* **Set task A**:
Find every line in the rows that contains the string "road", matching case exactly, and copy each of those lines.

* **Excerpted text**:
------------------------------------------------------------

Is It Legit or a Scam?


Stansberry Research is an investment research firm founded by Frank Porter Stansberry in 1999. The Baltimore, Maryland, company sells investment advice to more than 1 million subscribers. 

It’s best to buy your stock market research and investment advice from trusted professionals with a strong track record. Unfortunately, Stansberry Research hasn’t earned a spot in that category. 

Past Controversy

In the early 2000s, the company sent emails to subscribers saying they had insider information on a stock that would surely double in value or better. If you wanted to get the name of the stock, you had to pay Stansberry Research $1,000. 

The call, suggesting the U.S. and Russian governments would approve an agreement between USEC and Tenex, was a bad call, and the insider information didn’t exist. Investors lost millions in $1,000 fees on top of their cumulative losses on the trade. 

In 2002, the U.S. Securities and Exchange Commission (SEC) got involved and filed a suit against Frank Porter Stansberry. Over the next five years, the SEC and the financial expert battled it out in court. When it all ended in 2007, Stansberry was ordered to pay the SEC $1.5 million for selling false and misleading information to the investing public. Stansberry appealed but the ruling was upheld in the end. 

After exhausting all of his appeals options in the 2007 case, Stansberry produced a video called “The End of America” in 2011. The video shows the extent to which Stansberry and his team are willing to use fear as a way to get people to pay for their stock market research.

------------------------------------------------------------

* **Set task B**:
Rewrite the passage of the Stansberry Research article starting with "Stansberry Research is" and going on through "in that category.", replacing "investment advice" with "financial guidance".

* **Records shown**:
------------------------------------------------------------

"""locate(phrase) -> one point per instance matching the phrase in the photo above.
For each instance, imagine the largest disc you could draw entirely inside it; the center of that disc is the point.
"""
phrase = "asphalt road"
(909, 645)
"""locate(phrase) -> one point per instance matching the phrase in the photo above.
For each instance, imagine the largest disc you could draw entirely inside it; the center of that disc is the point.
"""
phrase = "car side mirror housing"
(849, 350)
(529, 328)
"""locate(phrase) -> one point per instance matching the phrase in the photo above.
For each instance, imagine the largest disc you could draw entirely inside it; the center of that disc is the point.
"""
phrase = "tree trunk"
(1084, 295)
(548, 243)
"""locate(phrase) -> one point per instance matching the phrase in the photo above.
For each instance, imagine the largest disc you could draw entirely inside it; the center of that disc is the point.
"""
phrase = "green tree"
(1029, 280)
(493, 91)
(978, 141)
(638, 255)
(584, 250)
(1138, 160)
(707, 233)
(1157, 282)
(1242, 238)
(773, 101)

------------------------------------------------------------

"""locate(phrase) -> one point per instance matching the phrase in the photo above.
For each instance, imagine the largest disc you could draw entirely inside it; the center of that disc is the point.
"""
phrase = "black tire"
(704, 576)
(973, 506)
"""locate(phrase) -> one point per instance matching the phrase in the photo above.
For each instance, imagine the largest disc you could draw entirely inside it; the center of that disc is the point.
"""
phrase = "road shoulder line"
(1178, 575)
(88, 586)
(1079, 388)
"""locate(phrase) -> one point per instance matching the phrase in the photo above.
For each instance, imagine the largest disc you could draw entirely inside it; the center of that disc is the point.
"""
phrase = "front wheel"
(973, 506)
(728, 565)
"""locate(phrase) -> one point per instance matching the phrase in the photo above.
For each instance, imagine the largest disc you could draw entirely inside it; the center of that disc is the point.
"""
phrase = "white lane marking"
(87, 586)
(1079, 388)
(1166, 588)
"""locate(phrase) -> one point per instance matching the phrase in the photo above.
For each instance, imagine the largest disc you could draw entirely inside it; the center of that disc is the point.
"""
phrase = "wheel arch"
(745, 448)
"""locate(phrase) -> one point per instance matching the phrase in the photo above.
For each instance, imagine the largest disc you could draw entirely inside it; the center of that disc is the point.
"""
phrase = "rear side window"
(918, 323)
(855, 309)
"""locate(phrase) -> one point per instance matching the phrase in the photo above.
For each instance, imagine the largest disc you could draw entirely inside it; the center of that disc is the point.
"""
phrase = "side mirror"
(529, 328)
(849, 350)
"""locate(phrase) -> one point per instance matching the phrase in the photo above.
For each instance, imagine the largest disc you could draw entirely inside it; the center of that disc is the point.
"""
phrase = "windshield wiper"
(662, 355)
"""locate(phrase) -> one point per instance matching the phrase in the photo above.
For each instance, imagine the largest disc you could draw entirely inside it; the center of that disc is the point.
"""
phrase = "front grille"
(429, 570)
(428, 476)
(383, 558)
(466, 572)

------------------------------------------------------------

* **Output A**:
phrase = "asphalt road"
phrase = "road shoulder line"

* **Output B**:
Stansberry Research is an investment research firm founded by Frank Porter Stansberry in 1999. The Baltimore, Maryland, company sells financial guidance to more than 1 million subscribers. 

It’s best to buy your stock market research and financial guidance from trusted professionals with a strong track record. Unfortunately, Stansberry Research hasn’t earned a spot in that category.